**Given exercise 1**
Duplicate the passage on design theory below, from "Actually, what design" to "about selecting between options.".
**Given exercise 2**
Write the next part of the passage on design theory below, picking up after its final sentence.

-- Start of Source excerpt --

Actually, what design is: the example he gives is designing a party. It’s the same group of friends, on a Saturday night – not going to the cinema, they’re going to design a party. What’s a party? It could be any number of things. It could be ten people, or a hundred people, it could be with dancing, it could be with food. It’s an unknown – the outcome isn’t yet defined. And that (although he has a much more theoretical version of it, actually quite readable) that is what design is: it’s about expanding the set of options. Not about selecting between options.

Herbert Simon, although he is saying design is important, actually means selecting between options. Whereas design is about the creation of new options. So it is about creativity and generativity.
A limited number of people actually read Armand Hatchuel – even if you’re in management – but design theory people mostly don’t read him. So while this is theoretical stuff, it points to these problems that most of us on the ground have in conversation with a client, which is about ‘what actually are you doing?’ Are you designing a physical thingy, or are you helping us change how we engage with citizens? Which is a change process, which is then a different thing, and necessarily involves ‘the organisation’, which most designers are terrible at doing. They don’t know how to do that: it’s not their training. Some of them might have ended up being good at that, at working with people and facilitation, but they don’t have the analytical skills for doing stuff inside organisations. And unlike for products, when organisations are designing services, the consumption and production is happening at the same time. The organisation is the entity that is the service: it is just a load of interactions with digital and physical things, and with people.

-- End of Source excerpt --
-- Start of Stored records --

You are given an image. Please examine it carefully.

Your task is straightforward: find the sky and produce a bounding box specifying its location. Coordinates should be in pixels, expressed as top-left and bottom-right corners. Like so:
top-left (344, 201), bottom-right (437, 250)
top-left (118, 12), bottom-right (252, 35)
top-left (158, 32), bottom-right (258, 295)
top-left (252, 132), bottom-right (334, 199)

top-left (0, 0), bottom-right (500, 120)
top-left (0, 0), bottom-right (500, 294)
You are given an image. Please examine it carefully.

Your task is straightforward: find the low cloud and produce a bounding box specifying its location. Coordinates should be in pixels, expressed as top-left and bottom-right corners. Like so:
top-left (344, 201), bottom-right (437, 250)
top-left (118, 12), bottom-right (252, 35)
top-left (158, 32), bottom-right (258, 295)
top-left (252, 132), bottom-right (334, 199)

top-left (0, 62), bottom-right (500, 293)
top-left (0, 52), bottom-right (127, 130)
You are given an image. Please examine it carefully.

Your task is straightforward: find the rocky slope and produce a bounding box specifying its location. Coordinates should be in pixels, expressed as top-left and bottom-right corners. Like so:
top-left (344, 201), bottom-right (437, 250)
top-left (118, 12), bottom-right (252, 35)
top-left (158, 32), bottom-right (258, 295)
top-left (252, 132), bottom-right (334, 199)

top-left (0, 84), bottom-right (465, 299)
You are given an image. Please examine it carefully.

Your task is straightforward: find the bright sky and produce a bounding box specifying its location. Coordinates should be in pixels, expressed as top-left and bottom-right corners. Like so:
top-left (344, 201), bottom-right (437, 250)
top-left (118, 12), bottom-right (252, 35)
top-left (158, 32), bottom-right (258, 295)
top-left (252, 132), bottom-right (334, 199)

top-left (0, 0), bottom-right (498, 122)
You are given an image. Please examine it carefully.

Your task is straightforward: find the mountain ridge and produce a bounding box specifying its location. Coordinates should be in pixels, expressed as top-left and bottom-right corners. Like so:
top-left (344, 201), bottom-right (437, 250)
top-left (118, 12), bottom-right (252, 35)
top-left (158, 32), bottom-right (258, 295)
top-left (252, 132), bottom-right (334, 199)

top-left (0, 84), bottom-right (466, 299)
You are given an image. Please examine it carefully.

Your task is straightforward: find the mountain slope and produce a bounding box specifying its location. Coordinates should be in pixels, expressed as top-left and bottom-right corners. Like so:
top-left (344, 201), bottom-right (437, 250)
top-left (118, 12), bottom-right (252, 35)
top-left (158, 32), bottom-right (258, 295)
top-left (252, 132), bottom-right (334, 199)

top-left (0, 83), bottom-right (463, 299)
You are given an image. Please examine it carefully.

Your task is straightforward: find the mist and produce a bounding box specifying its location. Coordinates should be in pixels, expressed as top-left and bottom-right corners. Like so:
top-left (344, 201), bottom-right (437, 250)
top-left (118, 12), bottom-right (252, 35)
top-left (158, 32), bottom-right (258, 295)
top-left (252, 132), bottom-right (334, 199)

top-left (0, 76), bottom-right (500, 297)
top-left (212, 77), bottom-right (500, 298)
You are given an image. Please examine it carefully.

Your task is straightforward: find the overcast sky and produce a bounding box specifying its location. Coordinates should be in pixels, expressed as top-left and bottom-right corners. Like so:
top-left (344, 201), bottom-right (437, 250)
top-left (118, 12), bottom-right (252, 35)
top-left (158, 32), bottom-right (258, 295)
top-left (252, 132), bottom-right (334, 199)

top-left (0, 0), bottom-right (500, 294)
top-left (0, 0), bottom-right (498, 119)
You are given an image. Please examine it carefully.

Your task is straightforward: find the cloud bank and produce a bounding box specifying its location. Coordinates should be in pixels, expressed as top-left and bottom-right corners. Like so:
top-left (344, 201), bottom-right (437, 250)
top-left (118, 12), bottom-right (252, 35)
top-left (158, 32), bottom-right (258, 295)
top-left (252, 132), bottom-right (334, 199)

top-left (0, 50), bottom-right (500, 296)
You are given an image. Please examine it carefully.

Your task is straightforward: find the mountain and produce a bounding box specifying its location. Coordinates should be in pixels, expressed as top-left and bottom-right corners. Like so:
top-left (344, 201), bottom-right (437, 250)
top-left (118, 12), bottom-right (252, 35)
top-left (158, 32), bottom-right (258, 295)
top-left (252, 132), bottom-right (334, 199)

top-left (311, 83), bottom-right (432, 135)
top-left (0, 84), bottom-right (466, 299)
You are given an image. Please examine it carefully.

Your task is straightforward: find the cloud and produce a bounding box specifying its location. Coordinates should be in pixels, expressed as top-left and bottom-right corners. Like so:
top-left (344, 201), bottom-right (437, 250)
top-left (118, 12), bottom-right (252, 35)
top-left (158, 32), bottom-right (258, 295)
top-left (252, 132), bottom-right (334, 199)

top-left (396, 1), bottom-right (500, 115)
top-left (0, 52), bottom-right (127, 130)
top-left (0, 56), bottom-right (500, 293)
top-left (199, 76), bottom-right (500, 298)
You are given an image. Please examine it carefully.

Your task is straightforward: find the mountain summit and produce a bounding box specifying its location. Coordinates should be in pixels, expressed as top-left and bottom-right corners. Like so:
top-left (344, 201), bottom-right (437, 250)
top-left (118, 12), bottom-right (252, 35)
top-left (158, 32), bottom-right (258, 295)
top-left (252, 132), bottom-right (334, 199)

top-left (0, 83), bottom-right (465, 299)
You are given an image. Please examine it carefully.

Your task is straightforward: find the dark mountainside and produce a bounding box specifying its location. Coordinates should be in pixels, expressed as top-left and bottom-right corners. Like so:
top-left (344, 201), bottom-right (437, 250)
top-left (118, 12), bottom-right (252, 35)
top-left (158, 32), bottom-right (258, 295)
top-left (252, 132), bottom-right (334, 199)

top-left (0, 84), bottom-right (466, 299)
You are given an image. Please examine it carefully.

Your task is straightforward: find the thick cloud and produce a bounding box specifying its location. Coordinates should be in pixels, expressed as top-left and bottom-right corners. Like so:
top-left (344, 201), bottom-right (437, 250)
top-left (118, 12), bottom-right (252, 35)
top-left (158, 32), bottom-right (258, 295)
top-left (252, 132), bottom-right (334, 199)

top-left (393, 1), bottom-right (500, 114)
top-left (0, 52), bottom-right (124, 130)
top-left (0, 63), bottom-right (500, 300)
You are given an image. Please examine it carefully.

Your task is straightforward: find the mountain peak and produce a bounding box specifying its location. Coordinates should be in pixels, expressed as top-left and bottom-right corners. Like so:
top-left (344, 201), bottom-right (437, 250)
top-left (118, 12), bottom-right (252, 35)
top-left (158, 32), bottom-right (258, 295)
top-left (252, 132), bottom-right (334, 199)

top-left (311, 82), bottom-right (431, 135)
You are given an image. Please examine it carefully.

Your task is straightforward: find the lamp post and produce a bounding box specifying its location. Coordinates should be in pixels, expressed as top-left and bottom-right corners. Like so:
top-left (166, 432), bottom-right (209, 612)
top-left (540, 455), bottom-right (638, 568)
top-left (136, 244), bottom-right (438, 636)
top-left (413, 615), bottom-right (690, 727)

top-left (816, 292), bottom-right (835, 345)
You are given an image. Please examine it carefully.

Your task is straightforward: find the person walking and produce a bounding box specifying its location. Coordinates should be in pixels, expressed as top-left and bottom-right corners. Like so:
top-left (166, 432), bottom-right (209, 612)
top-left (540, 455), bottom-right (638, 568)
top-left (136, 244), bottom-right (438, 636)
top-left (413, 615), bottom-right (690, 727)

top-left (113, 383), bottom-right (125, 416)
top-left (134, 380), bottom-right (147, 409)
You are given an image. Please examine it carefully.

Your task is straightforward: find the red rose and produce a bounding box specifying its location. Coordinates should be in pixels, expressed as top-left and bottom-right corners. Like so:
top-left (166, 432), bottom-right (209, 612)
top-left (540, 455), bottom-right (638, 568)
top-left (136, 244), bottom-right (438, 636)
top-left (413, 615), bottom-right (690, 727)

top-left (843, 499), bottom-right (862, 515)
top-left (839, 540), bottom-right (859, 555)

-- End of Stored records --

**Task output 1**
Actually, what design is: the example he gives is designing a party. It’s the same group of friends, on a Saturday night – not going to the cinema, they’re going to design a party. What’s a party? It could be any number of things. It could be ten people, or a hundred people, it could be with dancing, it could be with food. It’s an unknown – the outcome isn’t yet defined. And that (although he has a much more theoretical version of it, actually quite readable) that is what design is: it’s about expanding the set of options. Not about selecting between options.

**Task output 2**
This raises a lot more questions which, quite frankly, for me, are not answered right now. But it comes back to this definition: what is design about? And in reality you’ve got both of those things – you do want the webpage to be well designed, and the leaflet, and the interaction with your Citizens Advice advisors – the person-to-person face time stuff. Those all do require designing. But does it mean that designers are necessarily good at that? That’s one of the reasons why this is so hard: and it is really hard. It is not as though academics – those of us who read and write about this stuff – are in agreement about what is the core of design.

A simpler version of this is – if you look at the dictionary definition, there is the verb and the noun. When you’re talking about the ‘design of a service’, there’s the noun: the actual finished arrangement of the service. And then there are blueprints and artefacts along the way, which are designs towards the final design. Then there’s the process of ‘doing designing’, and then there’s the field as a profession. So that’s four different potential meanings for the word design. And if we’re talking with a local authority manager who is buying design: what are they buying? Which of those four things? And again, what does a person who calls themselves a designer, who maybe went to CSM and did web design and is now peddling service design: what is it that they are offering? Are they good at all those things? I’ll come to this again later – how we know what to go on.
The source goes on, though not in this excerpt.